Start Data supplied

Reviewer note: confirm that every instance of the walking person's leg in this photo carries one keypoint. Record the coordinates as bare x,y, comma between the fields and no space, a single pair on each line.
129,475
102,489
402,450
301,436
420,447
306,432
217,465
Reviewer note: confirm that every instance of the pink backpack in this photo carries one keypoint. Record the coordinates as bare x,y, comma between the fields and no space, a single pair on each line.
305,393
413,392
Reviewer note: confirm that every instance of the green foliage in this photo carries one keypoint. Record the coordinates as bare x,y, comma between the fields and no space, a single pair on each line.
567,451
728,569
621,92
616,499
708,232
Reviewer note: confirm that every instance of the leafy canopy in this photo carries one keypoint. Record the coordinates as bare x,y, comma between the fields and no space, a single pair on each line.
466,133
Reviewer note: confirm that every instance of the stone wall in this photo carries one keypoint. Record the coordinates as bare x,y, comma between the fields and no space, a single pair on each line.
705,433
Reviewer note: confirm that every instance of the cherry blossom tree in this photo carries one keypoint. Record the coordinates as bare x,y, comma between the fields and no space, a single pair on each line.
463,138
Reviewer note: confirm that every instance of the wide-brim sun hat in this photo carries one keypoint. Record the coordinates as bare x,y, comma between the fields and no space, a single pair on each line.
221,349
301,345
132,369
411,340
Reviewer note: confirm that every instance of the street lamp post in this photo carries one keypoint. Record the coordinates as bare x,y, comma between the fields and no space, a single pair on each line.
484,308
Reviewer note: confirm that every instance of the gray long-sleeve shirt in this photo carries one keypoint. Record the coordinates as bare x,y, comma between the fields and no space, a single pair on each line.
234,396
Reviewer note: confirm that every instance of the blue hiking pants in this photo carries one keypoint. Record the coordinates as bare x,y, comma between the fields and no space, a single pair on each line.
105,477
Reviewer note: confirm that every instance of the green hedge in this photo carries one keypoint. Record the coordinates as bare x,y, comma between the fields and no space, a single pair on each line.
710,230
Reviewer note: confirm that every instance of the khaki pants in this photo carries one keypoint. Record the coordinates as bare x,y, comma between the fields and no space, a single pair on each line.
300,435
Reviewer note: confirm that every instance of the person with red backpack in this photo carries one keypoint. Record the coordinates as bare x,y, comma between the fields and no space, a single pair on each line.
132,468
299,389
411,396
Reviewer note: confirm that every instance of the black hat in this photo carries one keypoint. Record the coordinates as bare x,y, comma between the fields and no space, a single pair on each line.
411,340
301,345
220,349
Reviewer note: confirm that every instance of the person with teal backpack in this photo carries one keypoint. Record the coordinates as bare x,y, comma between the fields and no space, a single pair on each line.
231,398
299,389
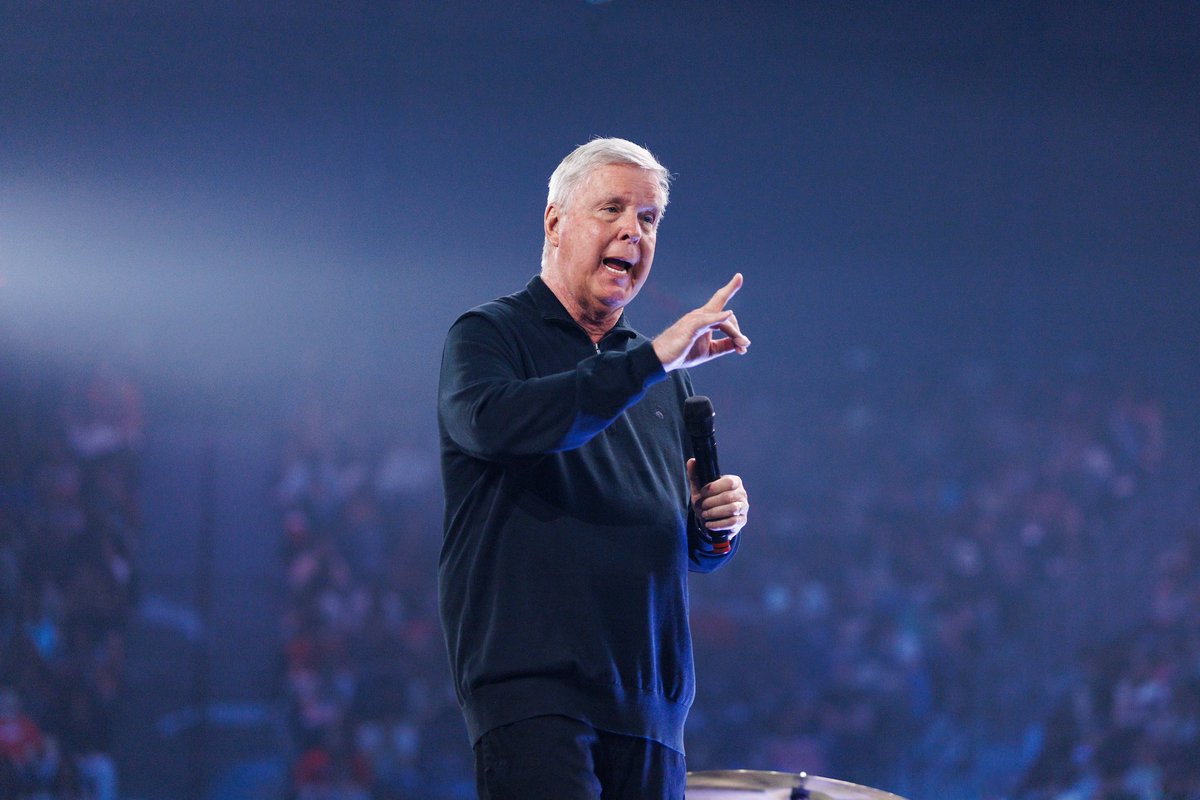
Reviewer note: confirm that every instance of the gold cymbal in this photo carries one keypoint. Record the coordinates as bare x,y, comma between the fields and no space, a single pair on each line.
745,785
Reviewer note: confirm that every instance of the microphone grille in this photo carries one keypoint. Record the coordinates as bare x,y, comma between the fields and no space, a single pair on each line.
697,415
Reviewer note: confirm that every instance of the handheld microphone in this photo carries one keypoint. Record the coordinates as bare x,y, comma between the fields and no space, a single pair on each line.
697,419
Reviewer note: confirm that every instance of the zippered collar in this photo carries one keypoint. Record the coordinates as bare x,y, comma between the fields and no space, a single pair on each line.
552,310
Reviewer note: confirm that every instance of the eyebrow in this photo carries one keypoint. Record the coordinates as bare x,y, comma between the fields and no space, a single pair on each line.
621,200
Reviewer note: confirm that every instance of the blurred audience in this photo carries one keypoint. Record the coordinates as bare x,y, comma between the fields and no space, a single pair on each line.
69,521
970,584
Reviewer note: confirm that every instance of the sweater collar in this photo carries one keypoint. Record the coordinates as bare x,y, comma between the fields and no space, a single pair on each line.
551,307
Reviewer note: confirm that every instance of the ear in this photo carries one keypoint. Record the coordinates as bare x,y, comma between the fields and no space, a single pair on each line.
551,223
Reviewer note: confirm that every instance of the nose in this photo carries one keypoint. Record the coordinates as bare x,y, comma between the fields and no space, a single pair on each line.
630,227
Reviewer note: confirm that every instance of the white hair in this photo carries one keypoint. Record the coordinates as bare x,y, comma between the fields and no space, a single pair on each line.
574,169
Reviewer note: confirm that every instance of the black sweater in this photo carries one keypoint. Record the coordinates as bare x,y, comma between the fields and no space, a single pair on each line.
568,525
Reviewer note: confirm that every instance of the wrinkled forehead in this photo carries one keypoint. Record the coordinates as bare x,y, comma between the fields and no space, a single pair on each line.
619,181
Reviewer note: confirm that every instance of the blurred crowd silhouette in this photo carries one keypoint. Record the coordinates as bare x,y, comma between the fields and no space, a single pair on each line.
965,583
69,527
972,582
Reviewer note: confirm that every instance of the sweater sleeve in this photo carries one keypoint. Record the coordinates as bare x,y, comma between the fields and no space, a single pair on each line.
495,411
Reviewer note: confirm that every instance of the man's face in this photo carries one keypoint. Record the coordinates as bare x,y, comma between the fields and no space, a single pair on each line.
605,238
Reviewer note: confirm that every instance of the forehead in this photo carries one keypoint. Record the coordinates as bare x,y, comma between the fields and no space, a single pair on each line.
624,182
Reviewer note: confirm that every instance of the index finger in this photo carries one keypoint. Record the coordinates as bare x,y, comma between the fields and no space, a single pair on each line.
717,302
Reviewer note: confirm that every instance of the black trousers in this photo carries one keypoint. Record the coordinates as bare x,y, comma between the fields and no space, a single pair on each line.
559,758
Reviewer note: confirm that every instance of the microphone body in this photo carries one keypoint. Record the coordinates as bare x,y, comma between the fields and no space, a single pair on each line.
697,419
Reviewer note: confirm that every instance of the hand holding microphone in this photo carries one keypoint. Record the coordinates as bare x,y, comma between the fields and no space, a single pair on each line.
720,503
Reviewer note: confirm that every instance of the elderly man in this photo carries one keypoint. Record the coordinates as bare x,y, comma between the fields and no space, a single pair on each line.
573,513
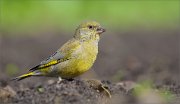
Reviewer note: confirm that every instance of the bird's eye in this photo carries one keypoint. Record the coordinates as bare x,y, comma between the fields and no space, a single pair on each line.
90,27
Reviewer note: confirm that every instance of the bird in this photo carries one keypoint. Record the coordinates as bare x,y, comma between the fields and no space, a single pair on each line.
74,58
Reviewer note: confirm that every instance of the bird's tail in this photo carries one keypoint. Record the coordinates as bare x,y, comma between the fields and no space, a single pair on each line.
24,76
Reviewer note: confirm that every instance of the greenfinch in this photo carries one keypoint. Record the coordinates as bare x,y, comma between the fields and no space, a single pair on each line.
74,58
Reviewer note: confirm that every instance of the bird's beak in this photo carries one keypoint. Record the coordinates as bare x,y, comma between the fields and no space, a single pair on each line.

End Data supplied

- Task to complete:
Repeat the records above verbatim, with no pictures in the result.

- Solution to the problem:
Reviewer note: confirm that every instance of the walking person's leg in this photo carries one keypoint. Record the coordinates as bare x,y, comma between the fields and no space, a single pair on each line.
129,475
102,489
402,450
301,436
420,447
306,432
217,465
Reviewer note: confirm that every instance of the pink backpack in this photo carries one keypoint. Record the coordinates as bare x,y, comma between the fields and no space, a single pair on each line.
305,393
413,392
Reviewer note: confirm that every instance of the green foliage in this photo carries one keypoint. Record the coordinates as bare x,y, comma between the fields and no space, a single pair on each line.
567,451
728,569
621,92
616,499
708,232
Reviewer note: confirm that every instance of the leafy canopy in this photo carries one keypoint. Record the coordinates as bare x,y, comma between the fields and no space, a single pair on each line.
466,133
Reviewer note: confirm that every instance of the stone wall in this photo carries one keypoint. Record the coordinates as bare x,y, comma between the fields and no space, a single pair on each line.
705,433
Reviewer note: confirm that every instance of the cherry blossom tree in this photo carries one keypoint. Record the coordinates as bare x,y, comma between the fields and no space, a single pair on each line.
463,138
Reviewer note: confirm that every instance of the wide-brim sun hat in this photo carries one keypoint. Record the coordinates as bare x,y, comma between the fields and no space, a single pair on each line.
221,349
301,345
132,369
411,340
Reviewer note: confirm that every instance of the street lamp post in this photo carries one keypoint. Record the coordinates as bare x,y, comma between the fields and no space, a single pair on each line.
484,308
Reviewer note: confirm that every instance of the gray long-sleeve shirt in this photo carries one keypoint. Record the coordinates as bare x,y, comma between the fields and no space, a single pair on each line.
234,396
Reviewer note: confirm that every instance of the blue hiking pants in this photo carries one keypoint. Record the coordinates as bare x,y, comma between the fields and no space, a single pair on each line.
105,477
Reviewer note: confirm that every instance of the green hedge in this photo carries one keypoint. Record the coordinates as bare x,y, comma between the fields and no space, a single pair on each line.
710,230
Reviewer note: confirm that every instance of the khaki pants in this photo carries one keypoint. Record the coordinates as bare x,y, comma between the fields and no space, a single pair on each line.
300,435
Reviewer note: confirm that every instance of the person with red backpack in this photo carries one keypoint. Record the coordinates as bare x,y, comma between the fields and no space, a single pair on each line.
132,468
299,389
411,396
Reviewer note: confirm that every instance of the black hat in this photo carries one keypoint. Record the coordinates as bare x,y, comma between the fields and no space, a single pair on each line.
411,340
301,345
220,349
Reviewer note: confirm that every instance of the person with teal backpack in this photo carries one keypoint. Record the coordinates as bare x,y, comma between the fields and no space, a single pair on each line.
231,398
299,389
Reviewer note: confirm that every instance of the gold cymbal in this photo carries one keypoint. Record the coordinates as bare x,y, comma between the fields and no space, a single pair on each line.
745,785
Reviewer note: confirm that every instance of the microphone grille in this photo carries one keypoint. Record the coordinates as bare x,y, comma between the fields and no space, a single pair on each line.
697,415
Reviewer note: confirm that every instance of the handheld microphone in this photo carries one keypoint. Record the coordinates as bare x,y, comma between the fields and no space, a single pair on each line.
697,419
Reviewer note: confirm that every instance of the zippered collar in this photo carries one keypoint. Record the coordinates as bare x,y, comma between the fields and no space, a single pair on each line.
552,310
Reviewer note: confirm that every instance of the eyebrow in this photo carries one keypoint. Record the coordinates as bare x,y, comma between the fields and no space, a single pair on each line.
621,200
Reviewer note: confirm that every instance of the blurred audience in this photo carries one keypoint. Record the coordinates as bare x,y, comma between the fields and no space, a single pair on each line.
69,521
970,584
Reviewer note: confirm that every instance of the sweater collar in this photo carries one keypoint. Record the coordinates as bare x,y, comma between the fields and no space, a single pair on each line.
551,307
Reviewer note: confirm that every instance of the ear in this photo carries one keypoint. Record the coordinates as bare x,y, comma between the fields and no space, a single pair on each line.
551,223
Reviewer note: confirm that every instance of the nose in this photo carries one keypoint. Record the coordinates as bare x,y, comma between the fields and no space, a single pair on each line.
630,227
Reviewer note: confirm that every instance of the white hair in this photo carries one keypoint. Record the coordinates as bare x,y, comma between the fields and no space, a single pair on each line.
574,169
Reviewer note: confirm that every instance of the black sweater in this photo carries one keypoint. Record the coordinates as bare x,y, comma between the fields and no space, a single pair on each line.
568,525
Reviewer note: confirm that every instance of the wrinkled forehead in this photo carries one keypoint. Record the coordinates as bare x,y, comma between the fields and no space, a single pair on each line.
619,181
Reviewer note: confirm that every instance of the blurred crowd silhouette in this photo carries one keypoint. Record the coordinates as bare x,y, comma between the fields and no space, a single pair on each line.
965,583
69,527
972,582
Reviewer note: confirm that every instance of the sweater sleeve in this photo carries one keypoint. Record the coordinates as bare x,y, comma between the fields and no space, a single pair on each line.
495,411
Reviewer note: confirm that every instance of the man's face in this photo carries one keypoint. Record the coordinates as bare x,y, comma between the fields and no space, a single pair on each line.
605,238
Reviewer note: confirm that every instance of the forehead in this photo carries one keypoint. Record the coordinates as bare x,y, comma between the fields and no space, a single pair on each line.
624,182
Reviewer note: confirm that every instance of the index finger in this photo carries one keypoint. Record the coordinates as bare x,y, comma between the fields and no space, a single pair on each line.
717,302
Reviewer note: confirm that every instance of the black trousers in this photo carries one keypoint. Record the coordinates as bare x,y, comma between the fields and no space, a single pair on each line.
559,758
Reviewer note: confirm that every instance of the microphone body in this photo carries one keypoint. Record the coordinates as bare x,y, comma between the fields and no space, a single pair on each line.
697,419
Reviewer note: confirm that every instance of the hand holding microphone in this photo carries one keypoint. Record the coordinates as bare x,y, comma between the fields and no space, a single pair on each line.
720,503
Reviewer note: confirm that every instance of the elderly man in this photo carries one keypoint. Record the coordinates as bare x,y, comma between the fields and no space, a single pair on each line.
573,513
Reviewer note: confirm that every instance of the bird's eye in this photo carries one keypoint. Record the coordinates as bare x,y, comma between the fields and no space, a single pair on each line.
90,27
Reviewer note: confirm that every instance of the bird in this photo carries one keypoint. Record the coordinates as bare x,y, comma between the fields and no space, a single pair on each line.
74,58
Reviewer note: confirm that every instance of the bird's tail in this photo carries one keypoint. Record the coordinates as bare x,y, comma between the fields and no space, a single pair on each line.
24,76
Reviewer note: confirm that every instance of the greenfinch in this photo carries one keypoint. Record the coordinates as bare x,y, comma between the fields and no space, a single pair on each line.
74,58
Reviewer note: confirm that every instance of the bird's beak in this photo carries one keypoint. Record the coordinates as bare x,y, comma between the fields and no space, a single pair on each line.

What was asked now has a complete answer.